#### GIVEN TASK
Using the entries below, output exactly the line containing "like [638, 246]." and all lines that follow it to the end.

((

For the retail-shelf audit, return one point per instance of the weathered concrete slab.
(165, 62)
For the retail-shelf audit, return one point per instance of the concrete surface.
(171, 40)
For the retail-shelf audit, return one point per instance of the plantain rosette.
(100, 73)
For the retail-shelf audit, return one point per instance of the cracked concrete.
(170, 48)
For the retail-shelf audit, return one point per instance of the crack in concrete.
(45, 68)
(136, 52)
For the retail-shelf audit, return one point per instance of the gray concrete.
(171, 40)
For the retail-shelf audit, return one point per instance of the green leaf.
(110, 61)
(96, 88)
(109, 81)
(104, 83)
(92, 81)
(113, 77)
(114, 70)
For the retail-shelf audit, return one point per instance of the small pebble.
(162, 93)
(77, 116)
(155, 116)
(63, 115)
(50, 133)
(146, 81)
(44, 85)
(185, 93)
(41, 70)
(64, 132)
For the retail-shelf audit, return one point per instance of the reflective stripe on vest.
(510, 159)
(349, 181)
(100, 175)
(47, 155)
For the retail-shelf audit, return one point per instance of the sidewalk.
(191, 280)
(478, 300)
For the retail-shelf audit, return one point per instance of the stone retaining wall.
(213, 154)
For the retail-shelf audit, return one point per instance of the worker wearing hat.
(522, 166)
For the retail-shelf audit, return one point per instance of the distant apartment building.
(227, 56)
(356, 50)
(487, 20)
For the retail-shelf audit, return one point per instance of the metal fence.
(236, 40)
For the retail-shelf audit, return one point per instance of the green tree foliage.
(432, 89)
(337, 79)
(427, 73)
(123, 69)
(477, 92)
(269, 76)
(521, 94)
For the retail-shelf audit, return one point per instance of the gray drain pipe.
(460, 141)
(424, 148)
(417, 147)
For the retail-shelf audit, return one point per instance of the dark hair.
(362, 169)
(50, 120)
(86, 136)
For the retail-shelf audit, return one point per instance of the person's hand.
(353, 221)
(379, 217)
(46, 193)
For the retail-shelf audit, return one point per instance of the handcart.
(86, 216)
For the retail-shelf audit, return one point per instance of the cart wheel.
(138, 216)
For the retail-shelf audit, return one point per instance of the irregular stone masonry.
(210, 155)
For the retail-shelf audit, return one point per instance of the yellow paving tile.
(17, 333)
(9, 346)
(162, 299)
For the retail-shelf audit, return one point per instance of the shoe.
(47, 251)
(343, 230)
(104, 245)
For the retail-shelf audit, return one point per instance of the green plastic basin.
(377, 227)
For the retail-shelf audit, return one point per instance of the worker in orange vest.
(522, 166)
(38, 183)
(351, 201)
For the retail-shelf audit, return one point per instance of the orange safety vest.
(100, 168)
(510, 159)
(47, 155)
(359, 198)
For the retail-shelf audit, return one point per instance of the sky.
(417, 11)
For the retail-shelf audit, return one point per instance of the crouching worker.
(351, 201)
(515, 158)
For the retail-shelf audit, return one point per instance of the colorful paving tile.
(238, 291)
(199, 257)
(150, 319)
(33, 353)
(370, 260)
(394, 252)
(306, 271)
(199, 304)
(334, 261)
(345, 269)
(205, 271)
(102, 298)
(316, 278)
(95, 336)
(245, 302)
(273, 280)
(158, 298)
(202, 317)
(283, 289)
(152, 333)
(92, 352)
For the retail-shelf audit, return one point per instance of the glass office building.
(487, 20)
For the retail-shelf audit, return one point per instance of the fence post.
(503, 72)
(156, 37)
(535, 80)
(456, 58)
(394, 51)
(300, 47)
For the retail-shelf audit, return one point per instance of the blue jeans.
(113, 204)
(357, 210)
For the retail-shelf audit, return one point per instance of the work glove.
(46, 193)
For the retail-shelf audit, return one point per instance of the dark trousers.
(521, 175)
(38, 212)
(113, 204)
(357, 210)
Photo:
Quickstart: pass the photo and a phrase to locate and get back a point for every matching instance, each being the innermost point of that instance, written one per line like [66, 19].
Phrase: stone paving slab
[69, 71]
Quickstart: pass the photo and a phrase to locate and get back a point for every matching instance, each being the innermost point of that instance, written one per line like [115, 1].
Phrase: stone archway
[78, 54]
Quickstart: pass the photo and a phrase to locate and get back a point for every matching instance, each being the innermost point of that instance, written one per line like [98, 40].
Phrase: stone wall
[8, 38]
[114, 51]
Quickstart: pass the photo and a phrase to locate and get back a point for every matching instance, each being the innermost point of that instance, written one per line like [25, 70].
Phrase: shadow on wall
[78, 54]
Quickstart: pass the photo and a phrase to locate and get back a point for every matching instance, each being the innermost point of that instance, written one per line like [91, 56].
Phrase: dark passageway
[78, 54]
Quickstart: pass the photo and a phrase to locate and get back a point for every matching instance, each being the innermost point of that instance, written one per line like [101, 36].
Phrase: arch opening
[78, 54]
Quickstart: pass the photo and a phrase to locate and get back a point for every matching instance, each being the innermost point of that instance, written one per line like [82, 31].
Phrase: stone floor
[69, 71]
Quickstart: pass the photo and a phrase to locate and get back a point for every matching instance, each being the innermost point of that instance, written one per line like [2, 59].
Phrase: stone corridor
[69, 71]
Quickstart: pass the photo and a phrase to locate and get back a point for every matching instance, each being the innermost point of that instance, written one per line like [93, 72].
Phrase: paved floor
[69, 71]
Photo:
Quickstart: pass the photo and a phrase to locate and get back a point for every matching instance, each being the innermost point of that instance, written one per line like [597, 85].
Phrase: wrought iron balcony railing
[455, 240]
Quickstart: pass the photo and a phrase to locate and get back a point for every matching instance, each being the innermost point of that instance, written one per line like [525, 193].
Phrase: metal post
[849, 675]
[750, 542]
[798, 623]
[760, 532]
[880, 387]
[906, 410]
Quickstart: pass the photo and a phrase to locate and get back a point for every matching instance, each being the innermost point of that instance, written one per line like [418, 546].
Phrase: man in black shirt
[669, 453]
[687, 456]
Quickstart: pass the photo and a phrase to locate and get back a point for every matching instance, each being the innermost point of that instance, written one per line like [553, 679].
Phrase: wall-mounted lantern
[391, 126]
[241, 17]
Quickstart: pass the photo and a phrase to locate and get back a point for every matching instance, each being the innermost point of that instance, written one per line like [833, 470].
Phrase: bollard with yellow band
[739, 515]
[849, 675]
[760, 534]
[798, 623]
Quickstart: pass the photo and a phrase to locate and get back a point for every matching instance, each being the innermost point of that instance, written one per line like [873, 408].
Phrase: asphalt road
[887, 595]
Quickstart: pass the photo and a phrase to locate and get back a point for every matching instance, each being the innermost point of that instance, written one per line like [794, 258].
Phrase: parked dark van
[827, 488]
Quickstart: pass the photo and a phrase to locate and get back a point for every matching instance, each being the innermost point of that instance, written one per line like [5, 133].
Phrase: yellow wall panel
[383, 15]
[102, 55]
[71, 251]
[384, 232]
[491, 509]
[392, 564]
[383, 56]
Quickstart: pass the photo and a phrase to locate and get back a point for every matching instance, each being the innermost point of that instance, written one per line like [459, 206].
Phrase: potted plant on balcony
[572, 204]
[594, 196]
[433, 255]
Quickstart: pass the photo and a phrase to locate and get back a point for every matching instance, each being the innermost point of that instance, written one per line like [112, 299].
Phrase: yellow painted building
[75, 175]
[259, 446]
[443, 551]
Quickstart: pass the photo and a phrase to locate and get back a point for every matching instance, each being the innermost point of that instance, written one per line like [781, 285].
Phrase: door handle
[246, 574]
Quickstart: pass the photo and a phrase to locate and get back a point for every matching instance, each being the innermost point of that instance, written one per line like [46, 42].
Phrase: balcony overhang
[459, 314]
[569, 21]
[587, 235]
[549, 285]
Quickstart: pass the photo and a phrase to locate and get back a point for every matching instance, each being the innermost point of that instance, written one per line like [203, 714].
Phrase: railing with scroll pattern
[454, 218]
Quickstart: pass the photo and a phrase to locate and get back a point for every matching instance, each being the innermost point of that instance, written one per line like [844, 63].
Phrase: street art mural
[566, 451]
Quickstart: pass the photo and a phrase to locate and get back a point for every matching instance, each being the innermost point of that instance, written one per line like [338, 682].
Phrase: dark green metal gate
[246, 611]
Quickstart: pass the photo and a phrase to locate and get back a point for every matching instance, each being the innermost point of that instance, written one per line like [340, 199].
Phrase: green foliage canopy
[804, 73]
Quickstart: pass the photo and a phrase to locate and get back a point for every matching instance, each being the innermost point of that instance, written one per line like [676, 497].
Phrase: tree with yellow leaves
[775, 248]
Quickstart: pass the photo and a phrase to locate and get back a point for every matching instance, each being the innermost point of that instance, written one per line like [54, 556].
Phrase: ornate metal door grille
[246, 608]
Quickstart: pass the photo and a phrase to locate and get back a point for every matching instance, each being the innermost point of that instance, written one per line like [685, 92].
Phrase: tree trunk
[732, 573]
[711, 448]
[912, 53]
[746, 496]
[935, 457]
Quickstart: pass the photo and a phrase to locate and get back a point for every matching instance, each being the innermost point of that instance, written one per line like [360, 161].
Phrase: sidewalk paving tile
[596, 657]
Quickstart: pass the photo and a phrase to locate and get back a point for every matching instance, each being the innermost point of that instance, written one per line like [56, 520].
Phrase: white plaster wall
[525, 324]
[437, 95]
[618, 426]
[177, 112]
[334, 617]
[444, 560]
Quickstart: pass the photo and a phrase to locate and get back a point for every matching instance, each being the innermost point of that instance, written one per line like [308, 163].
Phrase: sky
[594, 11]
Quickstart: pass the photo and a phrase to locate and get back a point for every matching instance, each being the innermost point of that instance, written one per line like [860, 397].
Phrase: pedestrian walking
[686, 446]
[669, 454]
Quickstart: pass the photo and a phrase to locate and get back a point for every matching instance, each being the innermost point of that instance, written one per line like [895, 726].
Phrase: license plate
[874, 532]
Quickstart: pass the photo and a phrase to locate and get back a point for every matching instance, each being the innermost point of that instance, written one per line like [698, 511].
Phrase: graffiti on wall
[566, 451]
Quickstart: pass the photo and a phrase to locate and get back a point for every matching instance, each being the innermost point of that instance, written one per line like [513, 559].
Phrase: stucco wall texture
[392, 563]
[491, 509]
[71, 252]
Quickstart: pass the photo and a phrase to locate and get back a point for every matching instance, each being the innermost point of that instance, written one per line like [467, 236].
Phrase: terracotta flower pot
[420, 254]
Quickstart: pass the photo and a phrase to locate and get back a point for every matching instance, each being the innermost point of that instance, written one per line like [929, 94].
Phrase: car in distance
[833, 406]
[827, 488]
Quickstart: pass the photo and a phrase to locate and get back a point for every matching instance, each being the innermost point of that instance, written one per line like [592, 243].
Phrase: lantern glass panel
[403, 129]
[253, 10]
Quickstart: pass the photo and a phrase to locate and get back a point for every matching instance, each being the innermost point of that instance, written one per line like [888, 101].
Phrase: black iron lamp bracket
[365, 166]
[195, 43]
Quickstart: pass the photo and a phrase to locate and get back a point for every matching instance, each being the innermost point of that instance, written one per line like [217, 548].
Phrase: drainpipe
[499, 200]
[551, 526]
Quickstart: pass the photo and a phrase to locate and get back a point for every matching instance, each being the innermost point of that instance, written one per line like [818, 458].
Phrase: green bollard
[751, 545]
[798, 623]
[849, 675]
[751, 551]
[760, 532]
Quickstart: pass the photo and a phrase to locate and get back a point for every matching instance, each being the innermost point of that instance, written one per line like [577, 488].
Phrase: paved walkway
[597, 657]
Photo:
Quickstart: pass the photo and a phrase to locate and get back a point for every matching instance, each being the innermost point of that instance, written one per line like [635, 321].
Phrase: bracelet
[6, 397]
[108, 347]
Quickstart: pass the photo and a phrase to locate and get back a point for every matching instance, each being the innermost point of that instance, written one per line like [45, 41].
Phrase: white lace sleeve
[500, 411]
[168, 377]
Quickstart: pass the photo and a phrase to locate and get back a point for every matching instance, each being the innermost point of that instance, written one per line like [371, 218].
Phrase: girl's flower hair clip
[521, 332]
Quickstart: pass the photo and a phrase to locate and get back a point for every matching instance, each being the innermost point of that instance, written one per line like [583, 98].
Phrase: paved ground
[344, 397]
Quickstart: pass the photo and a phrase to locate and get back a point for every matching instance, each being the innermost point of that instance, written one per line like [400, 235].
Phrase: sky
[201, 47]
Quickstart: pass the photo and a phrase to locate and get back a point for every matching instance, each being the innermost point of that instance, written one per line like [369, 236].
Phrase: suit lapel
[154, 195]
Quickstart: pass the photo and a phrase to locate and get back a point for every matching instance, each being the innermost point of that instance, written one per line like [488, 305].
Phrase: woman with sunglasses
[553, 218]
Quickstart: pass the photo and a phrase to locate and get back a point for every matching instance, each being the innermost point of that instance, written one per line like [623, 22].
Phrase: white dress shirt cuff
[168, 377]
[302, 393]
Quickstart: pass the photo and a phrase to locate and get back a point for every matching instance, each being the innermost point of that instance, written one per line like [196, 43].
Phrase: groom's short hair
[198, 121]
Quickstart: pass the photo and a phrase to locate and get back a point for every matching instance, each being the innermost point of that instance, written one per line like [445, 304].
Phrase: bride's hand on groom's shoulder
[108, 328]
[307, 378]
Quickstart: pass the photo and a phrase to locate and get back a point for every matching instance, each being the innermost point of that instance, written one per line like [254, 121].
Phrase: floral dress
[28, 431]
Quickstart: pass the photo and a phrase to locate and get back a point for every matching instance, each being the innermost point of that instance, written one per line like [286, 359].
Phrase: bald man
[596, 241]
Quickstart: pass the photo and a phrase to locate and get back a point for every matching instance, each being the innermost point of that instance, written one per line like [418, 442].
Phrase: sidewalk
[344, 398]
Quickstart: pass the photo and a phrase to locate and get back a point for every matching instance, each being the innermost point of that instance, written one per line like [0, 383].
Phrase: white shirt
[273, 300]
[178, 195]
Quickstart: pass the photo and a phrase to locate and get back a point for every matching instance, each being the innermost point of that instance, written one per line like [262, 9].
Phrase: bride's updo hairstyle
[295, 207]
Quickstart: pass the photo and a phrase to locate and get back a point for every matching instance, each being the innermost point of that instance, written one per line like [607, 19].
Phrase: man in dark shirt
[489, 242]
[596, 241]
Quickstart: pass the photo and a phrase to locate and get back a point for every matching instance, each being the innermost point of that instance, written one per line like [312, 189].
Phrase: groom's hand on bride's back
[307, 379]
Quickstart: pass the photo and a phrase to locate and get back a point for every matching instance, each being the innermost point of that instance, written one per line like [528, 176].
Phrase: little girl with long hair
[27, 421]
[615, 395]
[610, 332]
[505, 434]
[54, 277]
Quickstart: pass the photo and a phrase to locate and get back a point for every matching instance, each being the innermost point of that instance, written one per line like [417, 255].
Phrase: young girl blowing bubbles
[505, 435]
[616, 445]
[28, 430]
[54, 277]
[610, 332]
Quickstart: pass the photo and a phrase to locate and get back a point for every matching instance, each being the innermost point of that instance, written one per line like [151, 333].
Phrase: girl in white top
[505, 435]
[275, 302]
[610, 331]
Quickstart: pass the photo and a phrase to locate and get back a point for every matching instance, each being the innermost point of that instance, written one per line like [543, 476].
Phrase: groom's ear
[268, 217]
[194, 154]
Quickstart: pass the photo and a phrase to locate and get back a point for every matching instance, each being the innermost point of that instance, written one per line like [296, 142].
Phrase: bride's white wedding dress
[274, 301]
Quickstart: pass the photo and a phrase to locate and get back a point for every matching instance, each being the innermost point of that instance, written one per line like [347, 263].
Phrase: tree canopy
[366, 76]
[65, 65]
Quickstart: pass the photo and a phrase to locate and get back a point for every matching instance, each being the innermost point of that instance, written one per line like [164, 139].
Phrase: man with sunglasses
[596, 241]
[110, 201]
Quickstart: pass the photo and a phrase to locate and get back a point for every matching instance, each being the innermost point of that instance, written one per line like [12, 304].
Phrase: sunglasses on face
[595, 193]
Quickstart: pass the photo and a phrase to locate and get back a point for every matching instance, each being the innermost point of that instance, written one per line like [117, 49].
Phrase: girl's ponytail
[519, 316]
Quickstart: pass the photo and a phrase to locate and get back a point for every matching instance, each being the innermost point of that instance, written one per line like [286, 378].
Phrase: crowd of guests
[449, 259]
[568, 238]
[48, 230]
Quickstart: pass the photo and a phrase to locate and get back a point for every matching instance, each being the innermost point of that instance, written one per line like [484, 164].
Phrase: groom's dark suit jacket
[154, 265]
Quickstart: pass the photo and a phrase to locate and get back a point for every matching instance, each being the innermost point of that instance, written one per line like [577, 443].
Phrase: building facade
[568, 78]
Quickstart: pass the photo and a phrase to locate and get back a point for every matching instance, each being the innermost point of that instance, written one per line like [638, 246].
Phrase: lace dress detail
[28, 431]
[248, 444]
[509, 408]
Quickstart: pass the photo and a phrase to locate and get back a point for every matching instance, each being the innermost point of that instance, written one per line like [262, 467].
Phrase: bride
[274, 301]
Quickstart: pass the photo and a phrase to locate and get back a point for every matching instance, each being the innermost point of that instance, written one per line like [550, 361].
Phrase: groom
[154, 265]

))

#### CORRECT ANSWER
Quickstart: pass the photo and a phrase to locate and get back a point for every matching instance, each being the innermost point of that instance, written one per line like [638, 246].
Phrase: lace dress detail
[28, 431]
[248, 444]
[509, 408]
Quickstart: pass the photo and a phrase to locate and get back a point for every matching instance, each being the innermost point of that instance, written one per line like [262, 467].
Phrase: bride
[274, 301]
Quickstart: pass the photo and a phrase to locate and get back a point for every matching instance, each being the innermost point of that instance, written one per line like [550, 361].
Phrase: groom
[154, 265]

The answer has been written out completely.